-- BEGIN --

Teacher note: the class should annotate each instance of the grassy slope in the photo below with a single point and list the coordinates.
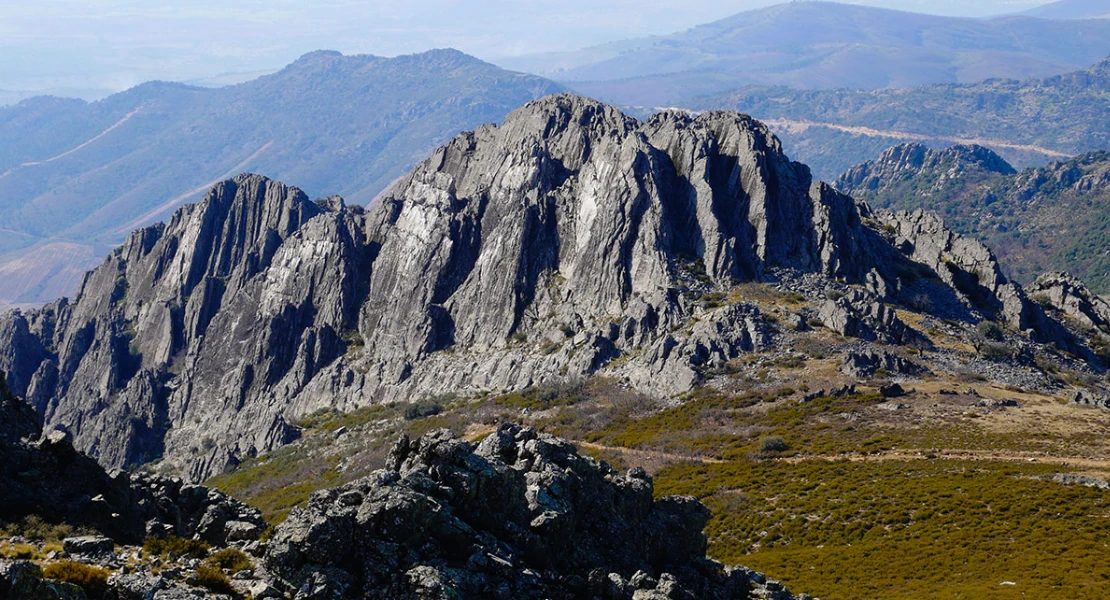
(932, 497)
(1055, 217)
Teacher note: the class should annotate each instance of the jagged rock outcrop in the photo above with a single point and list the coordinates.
(1071, 297)
(859, 314)
(947, 168)
(866, 364)
(518, 516)
(541, 250)
(43, 475)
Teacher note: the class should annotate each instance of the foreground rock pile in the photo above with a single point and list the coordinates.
(518, 516)
(43, 475)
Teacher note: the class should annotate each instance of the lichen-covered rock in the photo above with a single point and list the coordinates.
(866, 364)
(21, 580)
(1090, 397)
(89, 546)
(857, 314)
(569, 241)
(1070, 296)
(43, 475)
(520, 516)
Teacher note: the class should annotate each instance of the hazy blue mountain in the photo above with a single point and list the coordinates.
(824, 46)
(1072, 9)
(1028, 122)
(76, 176)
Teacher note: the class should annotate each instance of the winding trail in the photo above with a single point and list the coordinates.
(800, 125)
(172, 203)
(71, 151)
(908, 455)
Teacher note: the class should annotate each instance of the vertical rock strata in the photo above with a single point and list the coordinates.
(540, 250)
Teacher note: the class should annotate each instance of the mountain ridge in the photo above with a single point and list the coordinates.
(107, 166)
(1040, 220)
(841, 46)
(569, 241)
(1060, 114)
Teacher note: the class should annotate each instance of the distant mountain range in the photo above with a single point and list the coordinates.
(1028, 122)
(823, 46)
(76, 176)
(1056, 217)
(1072, 9)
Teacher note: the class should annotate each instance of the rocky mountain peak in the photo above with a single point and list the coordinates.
(950, 164)
(568, 241)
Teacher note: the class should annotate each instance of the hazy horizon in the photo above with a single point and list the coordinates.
(93, 48)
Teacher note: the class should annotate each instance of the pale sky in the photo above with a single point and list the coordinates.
(94, 47)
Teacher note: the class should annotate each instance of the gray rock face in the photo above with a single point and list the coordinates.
(905, 161)
(89, 546)
(532, 252)
(21, 580)
(1071, 297)
(520, 516)
(866, 364)
(43, 475)
(1088, 397)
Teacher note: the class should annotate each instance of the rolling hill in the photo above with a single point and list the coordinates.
(1072, 9)
(76, 176)
(824, 46)
(1028, 122)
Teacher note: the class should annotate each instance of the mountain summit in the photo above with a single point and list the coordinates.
(568, 241)
(77, 178)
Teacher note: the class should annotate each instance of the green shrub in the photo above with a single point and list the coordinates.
(175, 546)
(233, 559)
(36, 528)
(93, 580)
(773, 444)
(990, 331)
(214, 579)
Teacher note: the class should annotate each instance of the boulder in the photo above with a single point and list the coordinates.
(521, 515)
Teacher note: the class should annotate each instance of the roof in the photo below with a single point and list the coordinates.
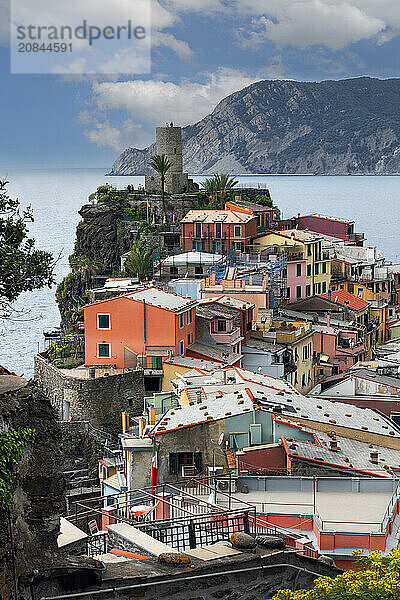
(191, 363)
(378, 378)
(227, 301)
(344, 298)
(162, 299)
(216, 352)
(209, 409)
(264, 346)
(216, 216)
(280, 397)
(301, 235)
(352, 454)
(251, 205)
(213, 311)
(328, 218)
(197, 258)
(136, 443)
(325, 329)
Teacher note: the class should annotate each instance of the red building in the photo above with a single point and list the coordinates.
(142, 328)
(332, 226)
(217, 231)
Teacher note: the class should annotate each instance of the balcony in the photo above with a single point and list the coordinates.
(356, 237)
(225, 337)
(295, 256)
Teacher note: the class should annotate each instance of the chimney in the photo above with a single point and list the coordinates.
(373, 456)
(333, 445)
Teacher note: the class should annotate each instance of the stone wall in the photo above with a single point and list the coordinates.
(243, 577)
(200, 438)
(99, 401)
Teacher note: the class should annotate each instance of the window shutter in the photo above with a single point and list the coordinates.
(198, 461)
(173, 463)
(255, 434)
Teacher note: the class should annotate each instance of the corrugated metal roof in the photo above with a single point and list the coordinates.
(162, 299)
(216, 216)
(351, 453)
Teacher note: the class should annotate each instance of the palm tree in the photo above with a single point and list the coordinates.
(224, 183)
(80, 263)
(219, 184)
(140, 260)
(210, 188)
(161, 165)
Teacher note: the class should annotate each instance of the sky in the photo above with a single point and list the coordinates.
(202, 51)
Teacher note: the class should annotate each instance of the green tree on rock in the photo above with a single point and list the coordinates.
(22, 267)
(140, 261)
(161, 165)
(80, 263)
(12, 446)
(221, 184)
(377, 579)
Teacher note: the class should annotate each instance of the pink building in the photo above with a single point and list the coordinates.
(296, 279)
(338, 349)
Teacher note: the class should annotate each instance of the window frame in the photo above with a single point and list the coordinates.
(103, 344)
(109, 321)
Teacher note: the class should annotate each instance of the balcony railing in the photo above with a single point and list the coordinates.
(223, 337)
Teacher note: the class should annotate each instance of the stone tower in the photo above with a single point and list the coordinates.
(169, 142)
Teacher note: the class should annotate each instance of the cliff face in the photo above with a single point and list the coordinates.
(333, 127)
(38, 489)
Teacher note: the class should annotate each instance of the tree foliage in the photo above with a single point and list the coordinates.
(377, 579)
(140, 260)
(22, 267)
(218, 187)
(12, 445)
(80, 263)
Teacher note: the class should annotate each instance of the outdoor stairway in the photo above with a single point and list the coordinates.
(231, 458)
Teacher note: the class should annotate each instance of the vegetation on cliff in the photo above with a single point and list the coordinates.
(12, 446)
(22, 267)
(377, 579)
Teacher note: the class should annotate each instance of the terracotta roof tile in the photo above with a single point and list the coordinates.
(344, 298)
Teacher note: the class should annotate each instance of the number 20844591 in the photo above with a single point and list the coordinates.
(56, 47)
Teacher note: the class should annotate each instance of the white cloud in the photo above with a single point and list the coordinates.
(330, 23)
(157, 102)
(118, 138)
(302, 23)
(182, 49)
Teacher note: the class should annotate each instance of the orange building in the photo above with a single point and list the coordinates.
(142, 328)
(265, 215)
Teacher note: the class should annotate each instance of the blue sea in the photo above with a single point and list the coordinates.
(57, 195)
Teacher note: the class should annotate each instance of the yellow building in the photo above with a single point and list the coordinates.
(377, 294)
(297, 336)
(301, 246)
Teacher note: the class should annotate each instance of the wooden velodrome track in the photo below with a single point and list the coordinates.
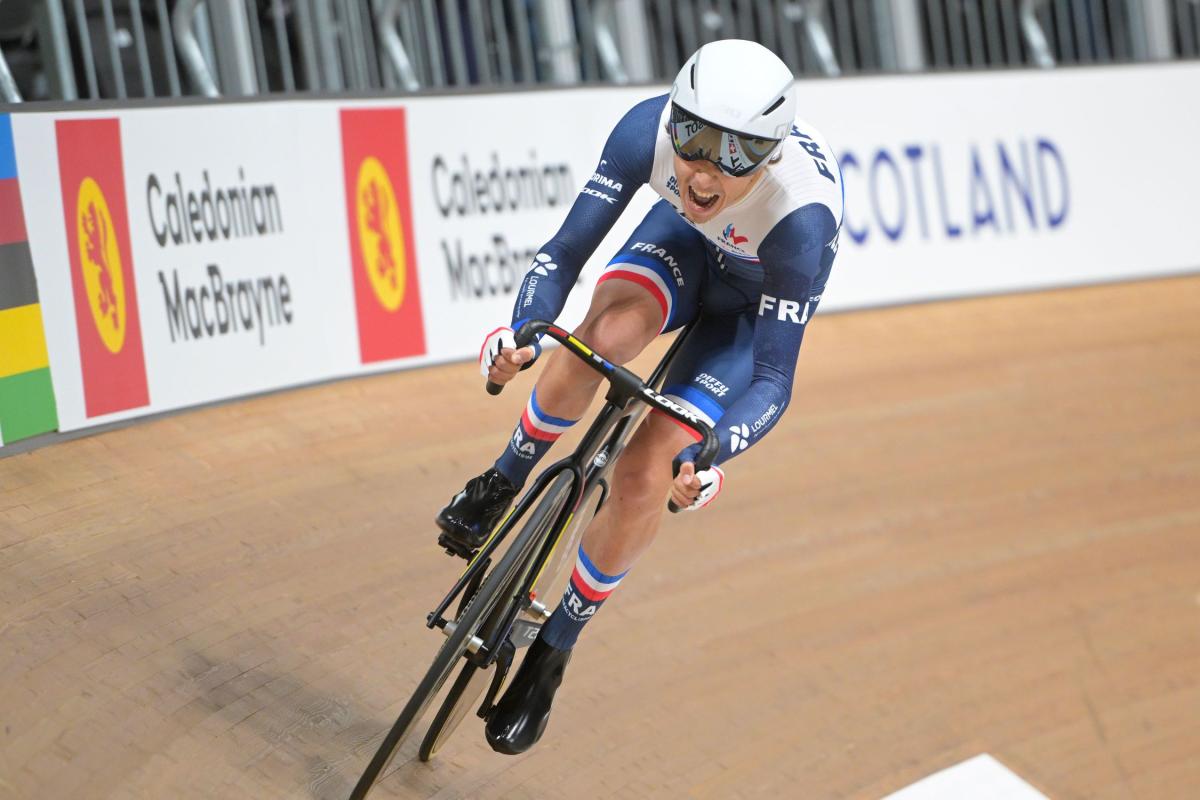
(977, 530)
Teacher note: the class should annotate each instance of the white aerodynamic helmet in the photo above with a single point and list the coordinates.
(732, 103)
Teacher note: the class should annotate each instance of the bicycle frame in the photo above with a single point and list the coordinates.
(587, 469)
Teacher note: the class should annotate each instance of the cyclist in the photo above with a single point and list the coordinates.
(744, 236)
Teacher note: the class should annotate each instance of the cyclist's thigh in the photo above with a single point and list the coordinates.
(664, 260)
(714, 366)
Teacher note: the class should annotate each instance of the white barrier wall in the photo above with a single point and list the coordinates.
(192, 253)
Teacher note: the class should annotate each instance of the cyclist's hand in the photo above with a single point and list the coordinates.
(499, 360)
(693, 491)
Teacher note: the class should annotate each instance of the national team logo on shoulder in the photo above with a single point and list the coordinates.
(739, 437)
(730, 236)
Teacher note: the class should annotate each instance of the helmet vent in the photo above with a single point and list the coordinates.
(774, 106)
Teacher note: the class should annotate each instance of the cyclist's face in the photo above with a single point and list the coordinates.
(706, 191)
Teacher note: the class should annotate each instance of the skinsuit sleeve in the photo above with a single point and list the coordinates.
(624, 166)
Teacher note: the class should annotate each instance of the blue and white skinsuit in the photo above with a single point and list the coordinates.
(754, 274)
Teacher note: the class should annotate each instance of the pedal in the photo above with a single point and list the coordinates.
(454, 547)
(504, 656)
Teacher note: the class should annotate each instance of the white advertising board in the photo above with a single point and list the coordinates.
(315, 239)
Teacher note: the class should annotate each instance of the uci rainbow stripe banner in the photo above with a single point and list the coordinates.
(27, 396)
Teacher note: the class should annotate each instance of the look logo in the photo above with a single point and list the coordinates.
(382, 234)
(101, 260)
(383, 244)
(91, 175)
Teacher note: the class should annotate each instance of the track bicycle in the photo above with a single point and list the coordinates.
(498, 611)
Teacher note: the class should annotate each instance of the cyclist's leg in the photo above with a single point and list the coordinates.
(649, 287)
(709, 372)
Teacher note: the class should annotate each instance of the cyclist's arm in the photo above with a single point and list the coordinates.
(796, 259)
(627, 161)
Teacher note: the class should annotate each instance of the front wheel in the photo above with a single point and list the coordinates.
(462, 696)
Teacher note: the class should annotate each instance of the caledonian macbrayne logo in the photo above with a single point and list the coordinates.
(383, 253)
(101, 262)
(97, 229)
(381, 234)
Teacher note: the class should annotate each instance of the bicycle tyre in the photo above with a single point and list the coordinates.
(490, 593)
(451, 709)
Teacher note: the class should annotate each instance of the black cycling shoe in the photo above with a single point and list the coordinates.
(472, 513)
(519, 720)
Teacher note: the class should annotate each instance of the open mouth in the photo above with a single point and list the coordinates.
(700, 199)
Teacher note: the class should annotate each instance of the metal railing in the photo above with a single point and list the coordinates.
(69, 49)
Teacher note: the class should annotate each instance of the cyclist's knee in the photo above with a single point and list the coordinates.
(645, 468)
(622, 330)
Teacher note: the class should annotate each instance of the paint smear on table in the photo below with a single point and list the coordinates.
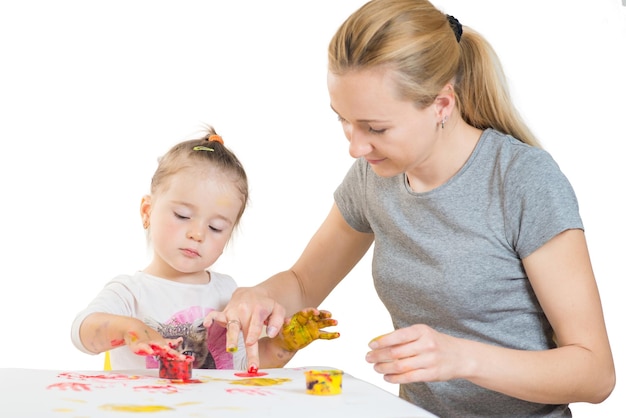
(135, 408)
(260, 381)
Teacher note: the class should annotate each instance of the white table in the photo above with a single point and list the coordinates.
(215, 394)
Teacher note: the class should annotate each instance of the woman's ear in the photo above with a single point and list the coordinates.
(144, 210)
(445, 102)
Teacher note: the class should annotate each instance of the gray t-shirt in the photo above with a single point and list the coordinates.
(451, 257)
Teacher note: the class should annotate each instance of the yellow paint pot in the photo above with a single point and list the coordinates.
(323, 382)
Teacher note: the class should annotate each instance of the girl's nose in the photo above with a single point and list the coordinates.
(196, 234)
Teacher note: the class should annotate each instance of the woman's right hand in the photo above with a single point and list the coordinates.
(249, 310)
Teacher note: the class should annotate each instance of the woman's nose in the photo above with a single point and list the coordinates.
(359, 146)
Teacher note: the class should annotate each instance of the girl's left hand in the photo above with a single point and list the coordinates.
(416, 354)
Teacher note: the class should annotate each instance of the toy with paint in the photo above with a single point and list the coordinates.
(323, 382)
(175, 369)
(173, 366)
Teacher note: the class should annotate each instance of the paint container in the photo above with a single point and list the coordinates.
(323, 382)
(175, 369)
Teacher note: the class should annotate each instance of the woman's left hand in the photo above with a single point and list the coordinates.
(304, 327)
(416, 354)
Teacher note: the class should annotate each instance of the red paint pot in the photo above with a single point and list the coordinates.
(175, 369)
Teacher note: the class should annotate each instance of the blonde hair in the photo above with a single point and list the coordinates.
(416, 41)
(208, 150)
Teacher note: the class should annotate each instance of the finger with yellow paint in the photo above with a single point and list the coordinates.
(304, 327)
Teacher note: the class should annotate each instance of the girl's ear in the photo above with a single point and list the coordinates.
(144, 210)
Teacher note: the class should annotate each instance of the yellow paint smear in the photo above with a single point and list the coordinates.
(135, 408)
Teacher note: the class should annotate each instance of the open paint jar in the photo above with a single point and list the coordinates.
(323, 382)
(175, 369)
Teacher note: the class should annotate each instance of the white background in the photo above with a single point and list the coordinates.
(91, 93)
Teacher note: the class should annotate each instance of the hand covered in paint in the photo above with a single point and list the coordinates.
(151, 343)
(305, 327)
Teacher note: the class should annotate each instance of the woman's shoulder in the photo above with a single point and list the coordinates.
(222, 279)
(510, 151)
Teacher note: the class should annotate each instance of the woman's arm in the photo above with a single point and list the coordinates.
(329, 256)
(580, 369)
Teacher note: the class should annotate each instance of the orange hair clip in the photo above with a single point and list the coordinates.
(216, 138)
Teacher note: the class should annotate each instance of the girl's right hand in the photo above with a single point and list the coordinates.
(151, 343)
(249, 310)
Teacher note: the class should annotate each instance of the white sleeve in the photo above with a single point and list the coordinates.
(115, 298)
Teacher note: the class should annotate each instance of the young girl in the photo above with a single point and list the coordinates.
(197, 197)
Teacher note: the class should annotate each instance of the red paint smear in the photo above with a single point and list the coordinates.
(76, 387)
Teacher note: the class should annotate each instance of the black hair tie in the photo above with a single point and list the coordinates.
(456, 27)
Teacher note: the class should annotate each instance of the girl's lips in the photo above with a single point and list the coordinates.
(189, 252)
(374, 161)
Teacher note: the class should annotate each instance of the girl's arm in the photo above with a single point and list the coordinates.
(101, 332)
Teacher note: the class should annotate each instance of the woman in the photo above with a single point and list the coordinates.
(479, 250)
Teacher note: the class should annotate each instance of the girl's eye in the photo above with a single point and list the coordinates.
(179, 216)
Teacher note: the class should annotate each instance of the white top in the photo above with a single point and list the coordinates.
(174, 309)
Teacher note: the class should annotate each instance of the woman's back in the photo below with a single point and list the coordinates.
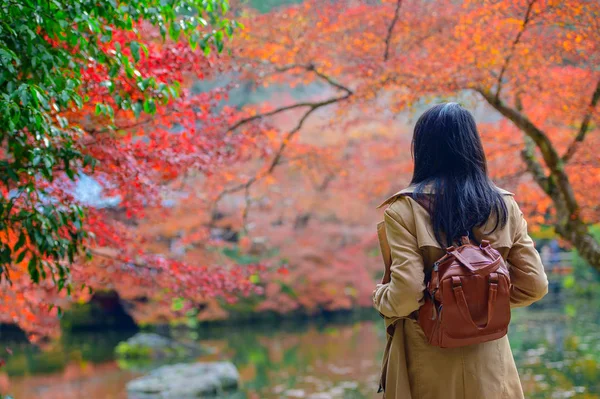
(442, 204)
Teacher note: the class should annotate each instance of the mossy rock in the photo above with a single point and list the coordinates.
(145, 349)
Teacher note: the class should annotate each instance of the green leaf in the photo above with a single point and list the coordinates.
(20, 242)
(135, 50)
(32, 268)
(149, 106)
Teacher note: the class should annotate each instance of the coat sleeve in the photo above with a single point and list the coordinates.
(527, 275)
(404, 293)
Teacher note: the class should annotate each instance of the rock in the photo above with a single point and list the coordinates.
(183, 381)
(144, 348)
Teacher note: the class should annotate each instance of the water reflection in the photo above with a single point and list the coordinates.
(556, 346)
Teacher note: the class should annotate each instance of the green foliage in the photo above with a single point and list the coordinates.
(44, 46)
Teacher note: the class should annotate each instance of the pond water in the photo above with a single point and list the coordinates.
(556, 345)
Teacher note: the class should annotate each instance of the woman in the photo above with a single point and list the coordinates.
(450, 194)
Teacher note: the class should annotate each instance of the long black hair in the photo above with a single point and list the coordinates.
(450, 161)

-- END --

■ **Exercise details**
Take the lines above from the one holding "the green leaf" to the last and output them exactly.

■ **Finished exercise**
Teacher note: the class should annotate each instance of the green leaf in the photo above with a single point and list the coordinates.
(20, 242)
(135, 50)
(32, 268)
(149, 106)
Teacher note: the class should annotate each instance of the coat sleeve in the photo above with a single point and list the coordinates.
(527, 275)
(404, 293)
Teacher note: the class should annotate each instance of the rock in the photo above with a single point and list the coordinates.
(183, 381)
(144, 348)
Teacher note: the class should annotate each instance of the water reflection in the photo above with a single point and list the coordinates.
(556, 346)
Teacher note: the class should annotate each instance of the green foliage in the photo above with a single point and list the coordinates.
(44, 46)
Teacher note: the class should annotate each instance of the pond water in the photo above with a single point and list the coordinates.
(556, 345)
Teacher note: the class should annotate each instance of the woman in the photo above with a single point and list the coordinates.
(450, 194)
Teacher note: the class should annotate each instance of the long black hair in the photo above with a single point and list the coordinates.
(450, 161)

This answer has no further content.